* [文書の抜粋]:
---------------
23_山梨県甲斐市多頭飼育救済支援レポート(行政枠)
申請No.23
申請日:2021年7月9日
申請/実施責任者:甲斐市 環境課
場所:山梨県甲斐市
居住者: 当事者本人(57歳、女)、母(86歳、母、現在はショートステイに入所の為不在)
居住環境:持ち家/一戸建て
生活保護の受給状況:受給していない
多頭飼育現場の猫の総数:30頭
手術日:8月15日、8月19日
協力病院:ふー動物病院山梨分院
チケット発行数:17枚(13頭は当事者にて手術済み)
手術頭数:13頭(1頭は脱走、1頭は捕獲できず、2頭はチケット発行前に当事者負担で手術済み)
申請から不妊手術完了までの経緯(行政報告書より)
- 隣の家の猫と野良猫との間に生まれた3頭の子猫が当事者の敷地にも入ってきた。子猫が、網戸によじ登って離れなくなり、餌を与えてしまったのが始まり。
- 5年前に県動物愛護指導センター、市役所、ボランティア団体が当事者宅を訪問。愛護センターより「外の猫を家の中に入れるように」と指導されたため、家の中に入れるようになった。
- 当時、当事者の母親が触れる猫については1年に2頭ほどのペースで手術をしていたようであったが、全頭には至らず徐々に増えていった。
- 当事者の母親は元々猫好きで手厚く猫の世話をしていたが、認知症が進み、猫たちへの愛情は変わらないものの行き届いた世話をすることができない状態となった。
- 2020年11月に母親が倒れ、母親の手伝い程度であった当事者が世話をすることとなったが、猫の飼い方等の知識もなく子猫が増えてしまい、以前協力してもらったボランティア団体に連絡を取り多頭飼育崩壊が発覚。
---------------
* [提供データ]:
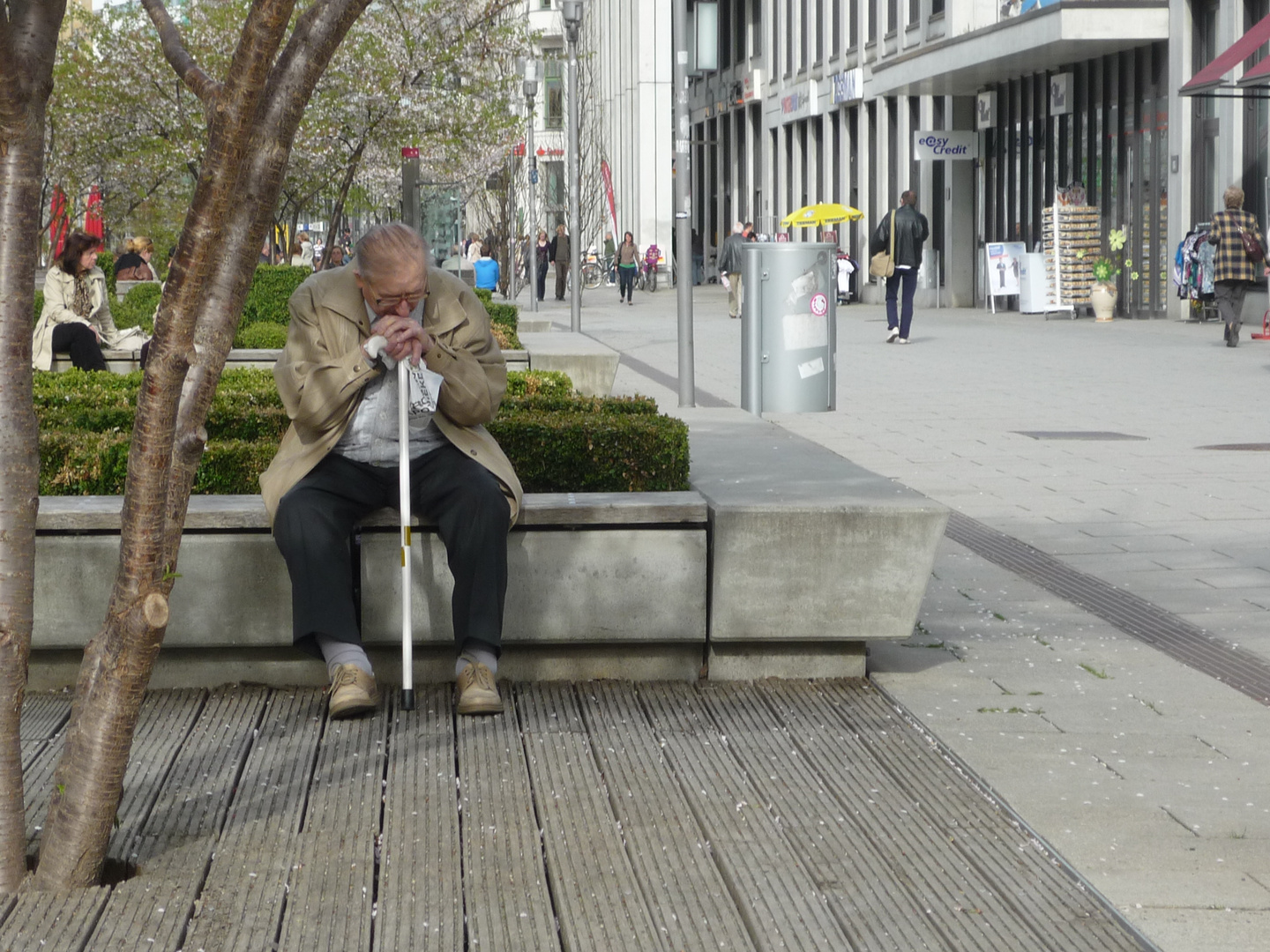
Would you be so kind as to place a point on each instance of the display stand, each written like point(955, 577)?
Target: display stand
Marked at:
point(1073, 239)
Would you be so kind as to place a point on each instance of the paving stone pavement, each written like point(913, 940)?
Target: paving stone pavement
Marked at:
point(1147, 776)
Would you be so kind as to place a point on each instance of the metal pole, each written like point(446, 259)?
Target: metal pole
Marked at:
point(574, 188)
point(684, 204)
point(534, 213)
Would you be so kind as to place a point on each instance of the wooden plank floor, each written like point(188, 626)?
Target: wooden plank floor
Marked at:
point(602, 815)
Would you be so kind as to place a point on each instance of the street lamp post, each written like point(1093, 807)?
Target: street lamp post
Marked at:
point(531, 88)
point(572, 13)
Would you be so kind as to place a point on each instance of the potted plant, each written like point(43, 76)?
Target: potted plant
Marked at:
point(1106, 270)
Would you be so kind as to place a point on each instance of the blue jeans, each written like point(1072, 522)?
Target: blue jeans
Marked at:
point(906, 279)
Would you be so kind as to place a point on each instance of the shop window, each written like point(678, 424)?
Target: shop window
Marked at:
point(553, 89)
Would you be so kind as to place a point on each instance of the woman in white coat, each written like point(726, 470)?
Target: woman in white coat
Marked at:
point(77, 315)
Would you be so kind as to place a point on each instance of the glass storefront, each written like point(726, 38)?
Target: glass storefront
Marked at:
point(1114, 141)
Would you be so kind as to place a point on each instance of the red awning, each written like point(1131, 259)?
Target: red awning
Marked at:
point(1241, 49)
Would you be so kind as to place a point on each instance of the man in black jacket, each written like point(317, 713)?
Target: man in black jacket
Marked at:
point(911, 231)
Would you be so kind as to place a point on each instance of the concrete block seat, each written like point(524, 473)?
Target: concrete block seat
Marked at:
point(591, 366)
point(600, 585)
point(811, 555)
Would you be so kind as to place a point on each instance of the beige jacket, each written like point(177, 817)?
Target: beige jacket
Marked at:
point(322, 376)
point(58, 296)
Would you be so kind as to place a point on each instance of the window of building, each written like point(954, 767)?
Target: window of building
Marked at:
point(724, 34)
point(553, 170)
point(803, 28)
point(553, 94)
point(819, 31)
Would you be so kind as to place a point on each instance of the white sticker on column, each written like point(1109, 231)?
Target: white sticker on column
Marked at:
point(804, 331)
point(811, 368)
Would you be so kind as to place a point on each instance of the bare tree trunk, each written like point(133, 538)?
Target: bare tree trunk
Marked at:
point(249, 140)
point(28, 41)
point(337, 216)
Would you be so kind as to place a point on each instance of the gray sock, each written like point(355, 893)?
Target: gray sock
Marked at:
point(338, 652)
point(476, 654)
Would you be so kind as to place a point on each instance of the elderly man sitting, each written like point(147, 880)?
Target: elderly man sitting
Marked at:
point(338, 461)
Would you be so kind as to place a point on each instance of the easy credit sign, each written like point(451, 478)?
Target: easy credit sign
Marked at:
point(945, 144)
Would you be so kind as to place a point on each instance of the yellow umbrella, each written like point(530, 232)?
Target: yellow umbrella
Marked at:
point(818, 215)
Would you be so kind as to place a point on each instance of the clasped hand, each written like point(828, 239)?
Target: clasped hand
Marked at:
point(406, 338)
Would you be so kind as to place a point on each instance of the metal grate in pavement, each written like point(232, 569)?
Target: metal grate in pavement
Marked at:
point(1076, 435)
point(1177, 637)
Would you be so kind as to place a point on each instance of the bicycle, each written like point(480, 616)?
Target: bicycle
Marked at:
point(592, 274)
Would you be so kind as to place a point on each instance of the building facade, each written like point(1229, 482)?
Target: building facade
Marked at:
point(819, 100)
point(625, 58)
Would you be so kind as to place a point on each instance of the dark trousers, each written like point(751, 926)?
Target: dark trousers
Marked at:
point(80, 343)
point(900, 283)
point(1229, 303)
point(626, 282)
point(542, 276)
point(317, 517)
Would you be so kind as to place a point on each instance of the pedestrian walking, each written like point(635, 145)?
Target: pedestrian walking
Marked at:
point(909, 231)
point(1240, 249)
point(729, 267)
point(560, 256)
point(542, 251)
point(628, 268)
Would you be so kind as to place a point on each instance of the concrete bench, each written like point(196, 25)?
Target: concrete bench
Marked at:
point(811, 555)
point(600, 585)
point(129, 361)
point(782, 562)
point(591, 366)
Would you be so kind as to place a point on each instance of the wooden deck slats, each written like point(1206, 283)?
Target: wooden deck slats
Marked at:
point(869, 902)
point(421, 900)
point(332, 889)
point(963, 904)
point(684, 888)
point(161, 725)
point(43, 715)
point(242, 903)
point(779, 816)
point(768, 881)
point(598, 902)
point(1038, 890)
point(175, 850)
point(504, 879)
point(52, 920)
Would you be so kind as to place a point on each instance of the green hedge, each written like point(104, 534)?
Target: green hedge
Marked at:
point(557, 443)
point(262, 337)
point(271, 288)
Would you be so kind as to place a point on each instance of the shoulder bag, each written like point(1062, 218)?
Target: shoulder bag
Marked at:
point(883, 264)
point(1251, 247)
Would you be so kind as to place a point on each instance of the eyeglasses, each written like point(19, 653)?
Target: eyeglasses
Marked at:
point(390, 301)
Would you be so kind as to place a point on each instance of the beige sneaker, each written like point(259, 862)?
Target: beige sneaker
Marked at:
point(352, 692)
point(478, 692)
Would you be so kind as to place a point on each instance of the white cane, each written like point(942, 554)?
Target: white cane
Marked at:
point(404, 444)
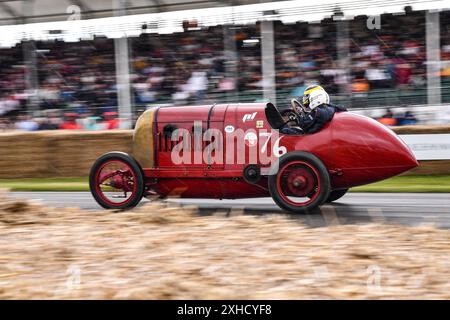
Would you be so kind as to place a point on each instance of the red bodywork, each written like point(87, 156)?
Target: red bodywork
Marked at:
point(355, 149)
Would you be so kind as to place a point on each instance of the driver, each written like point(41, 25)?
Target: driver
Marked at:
point(318, 110)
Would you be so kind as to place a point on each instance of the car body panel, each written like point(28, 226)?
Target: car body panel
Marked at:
point(355, 149)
---------------
* [作業依頼 1]: 甲斐市の多頭飼育救済支援レポートで、不妊手術に協力した病院はどこですか。
* [作業依頼 2]: 甲斐市の多頭飼育救済支援レポートを、最後の文の後から書き継いでください。

* [解答 1]: ふー動物病院山梨分院です。

* [解答 2]:
- 使用したチケットは17枚中13枚。2頭はチケット発行後に当事者負担で手術済み、1頭は脱走してしまい、1頭は捕獲できなかった。
- 全頭が当事者宅に戻ったが、できるだけ譲渡を進める予定である(3頭は既に譲渡予定あり)。
- 母親の年金で生活していたため、母親が入院した今は生活の見通しが立っていない。仕事が見つからない場合は、家を売却して生活保護を受給することも考えられるが、猫との生活は続くと思われる。
- 今後は、体調を整えて仕事を探し、行政の支援を受けながら猫との安定した生活を目指していく。
- 捕獲できなかった成猫1頭とチケット申請後に生まれた仔猫8頭の合計9頭が未手術となったため2度目の申請を検討中。※子猫8頭は譲渡ができれば譲渡先にて手術予定。
手術日 | オス | メス | 耳カットのみ | 計 |
8月5日 | 2 | 3 | 0 | 5 |
8月19日 | 1 | 7 | 0 | 8 |
計 | 3 | 10 | 0 | 13 |
今回の取り組みを振り返り、改善すべき点や今後の配慮事項(行政報告書より)
猫の譲渡が思うように進んでいないが、支援後は多少当事者の意識変化がみてとれる。
地域には手術のため餌やりをやめていただくチラシを配布し、個人ボランティアが連日通ったが、全頭手術を達成できなかった。やはり、当事者と地域の餌やりさんの全面的協力を得られないと外猫の捕獲が厳しいことを実感した。
当事者には、現状を受け入れてもらうように根気よく説得。話だけでは理解してもらえず、最終的には捕獲をお願いすることで、簡単に捕獲できない難しさを体感してもらった。猫の出産が続いたこともあって、本当の危機感や当事者意識が芽生えたようだ。この「当事者に納得してもらう事」に予想外に時間を費やしたことで捕獲が計画通りに進まなかった。
どうぶつ基金スタッフコメント
支援前の写真を見ると家の中は清潔に保たれており、多頭飼育崩壊と聞いてイメージしがちな不衛生な環境ではないことが分かります。もともとは母親が集めてしまった猫で、母親が健在だった頃はお世話も行き届いていたのではないでしょうか。突然、30頭もの猫のお世話を引き継ぐことになった当事者の戸惑いは分からないでもありません。
また、行政の報告によると、5年前に動物愛護センターが母親に対し「外の猫を家の中に入れるように」指導したとあります。未手術の猫を含めて家の中に入れたらどうなるか、誰でも簡単に想像ができます。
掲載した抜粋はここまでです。